A few points about the code:

1) Since my post on K-Means Clustering, I have gotten more comfortable with matrix operations in TensorFlow. You need to be comfortable with matrices if you want to work with TensorFlow (or any data flow infrastructure for that matter, even SciPy). You can code pretty much any logic or operational flow with TensorFlow, you just need to be able to build up complex functionality from basic components(ops), and structure the flow of data(tensors/variables) well.

2) It took quite a while for me to build the whole graph in such a way that the entire training functionality could be enclosed in a single op. This op is called during each iteration, for every vector, during training. Such an implementation is more in line with TensorFlow’s way of doing things, than my previous attempt with clustering.

3) I have used a 2-D grid for the SOM, you can use any geometry you wish. You would just have to modify the _neuron_locations method appropriately, and also the method that returns the centroid outputs. You could return a dict that maps neuron location to the corresponding cluster centroid.

4) To keep things simple, I haven’t provided for online training. You could do that by having bounds for the learning rate(s).

Sample Usage

I have used PyMVPA’s example of RGB colours to confirm that the code does work. PyMVPA provides functionality to train SOMs too (along with many other learning techniques).

=-=-=

§ SET TASK A: Count the lines in the rows below that contain the string "panel", treating case as significant. Reply with the number only.

§ RECORDS SUPPLIED:
=-=-=

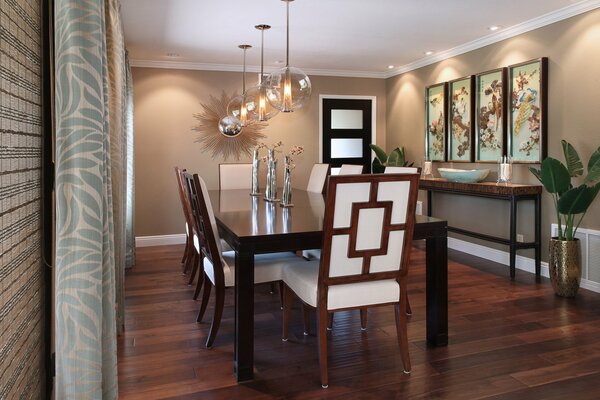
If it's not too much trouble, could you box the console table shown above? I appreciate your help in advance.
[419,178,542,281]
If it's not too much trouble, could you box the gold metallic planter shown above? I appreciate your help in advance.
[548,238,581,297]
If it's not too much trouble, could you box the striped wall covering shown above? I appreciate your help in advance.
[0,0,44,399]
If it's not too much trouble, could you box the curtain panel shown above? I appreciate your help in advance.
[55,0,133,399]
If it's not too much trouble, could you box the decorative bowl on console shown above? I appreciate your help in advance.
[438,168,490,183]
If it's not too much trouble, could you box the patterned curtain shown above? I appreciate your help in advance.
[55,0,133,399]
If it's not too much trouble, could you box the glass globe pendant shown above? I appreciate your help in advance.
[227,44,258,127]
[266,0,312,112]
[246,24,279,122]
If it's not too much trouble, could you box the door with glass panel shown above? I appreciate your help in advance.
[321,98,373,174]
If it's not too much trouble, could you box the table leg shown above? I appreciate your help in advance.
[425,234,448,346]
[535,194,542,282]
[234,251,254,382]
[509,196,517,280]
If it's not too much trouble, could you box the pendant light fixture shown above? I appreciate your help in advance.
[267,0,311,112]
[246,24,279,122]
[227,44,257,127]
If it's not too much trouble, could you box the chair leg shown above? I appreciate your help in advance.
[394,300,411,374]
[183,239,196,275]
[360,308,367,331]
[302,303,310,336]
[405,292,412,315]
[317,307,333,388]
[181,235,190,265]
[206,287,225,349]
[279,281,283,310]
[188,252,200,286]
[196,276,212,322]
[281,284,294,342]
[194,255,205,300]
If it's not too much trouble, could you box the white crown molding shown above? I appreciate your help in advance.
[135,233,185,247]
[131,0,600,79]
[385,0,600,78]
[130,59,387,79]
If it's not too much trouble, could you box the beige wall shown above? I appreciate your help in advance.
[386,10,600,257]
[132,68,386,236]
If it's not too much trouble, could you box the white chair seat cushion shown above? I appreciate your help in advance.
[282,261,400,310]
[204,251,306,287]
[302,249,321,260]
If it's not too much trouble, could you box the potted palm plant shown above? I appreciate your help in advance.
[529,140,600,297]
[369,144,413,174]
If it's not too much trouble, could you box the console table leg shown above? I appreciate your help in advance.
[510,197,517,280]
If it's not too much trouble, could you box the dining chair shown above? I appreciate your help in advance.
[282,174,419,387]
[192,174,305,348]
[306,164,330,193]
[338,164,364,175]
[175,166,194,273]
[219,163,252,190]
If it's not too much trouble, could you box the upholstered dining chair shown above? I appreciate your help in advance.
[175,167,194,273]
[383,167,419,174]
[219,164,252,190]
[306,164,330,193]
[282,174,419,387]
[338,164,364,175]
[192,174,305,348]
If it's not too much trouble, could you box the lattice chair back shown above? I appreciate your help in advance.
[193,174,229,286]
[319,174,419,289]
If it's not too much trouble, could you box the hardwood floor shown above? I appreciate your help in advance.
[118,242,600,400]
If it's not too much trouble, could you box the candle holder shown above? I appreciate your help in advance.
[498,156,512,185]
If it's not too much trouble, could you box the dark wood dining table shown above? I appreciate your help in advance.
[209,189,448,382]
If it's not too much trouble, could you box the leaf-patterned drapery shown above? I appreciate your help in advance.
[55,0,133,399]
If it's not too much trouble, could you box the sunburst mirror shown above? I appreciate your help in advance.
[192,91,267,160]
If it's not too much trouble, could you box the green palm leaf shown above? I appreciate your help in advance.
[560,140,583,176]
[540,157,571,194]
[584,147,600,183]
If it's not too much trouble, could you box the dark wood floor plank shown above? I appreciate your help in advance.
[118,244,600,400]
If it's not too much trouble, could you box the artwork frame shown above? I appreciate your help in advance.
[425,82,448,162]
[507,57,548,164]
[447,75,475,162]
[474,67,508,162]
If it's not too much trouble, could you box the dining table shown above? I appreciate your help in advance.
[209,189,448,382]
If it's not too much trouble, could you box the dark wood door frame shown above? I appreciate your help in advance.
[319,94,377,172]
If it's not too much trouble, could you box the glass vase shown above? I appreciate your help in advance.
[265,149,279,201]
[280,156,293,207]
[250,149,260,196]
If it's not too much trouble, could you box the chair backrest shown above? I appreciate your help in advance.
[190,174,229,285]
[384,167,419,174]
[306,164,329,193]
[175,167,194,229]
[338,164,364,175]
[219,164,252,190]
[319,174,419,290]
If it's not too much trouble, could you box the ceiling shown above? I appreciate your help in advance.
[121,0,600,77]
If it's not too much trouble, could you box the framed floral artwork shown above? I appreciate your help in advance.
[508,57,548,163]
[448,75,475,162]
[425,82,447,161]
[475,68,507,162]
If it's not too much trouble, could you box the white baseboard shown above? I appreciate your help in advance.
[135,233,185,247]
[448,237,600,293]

=-=-=

§ SET TASK B: According to the notes on the SOM code, why was online training left out?

§ OUTPUT A: 2

§ OUTPUT B: To keep things simple.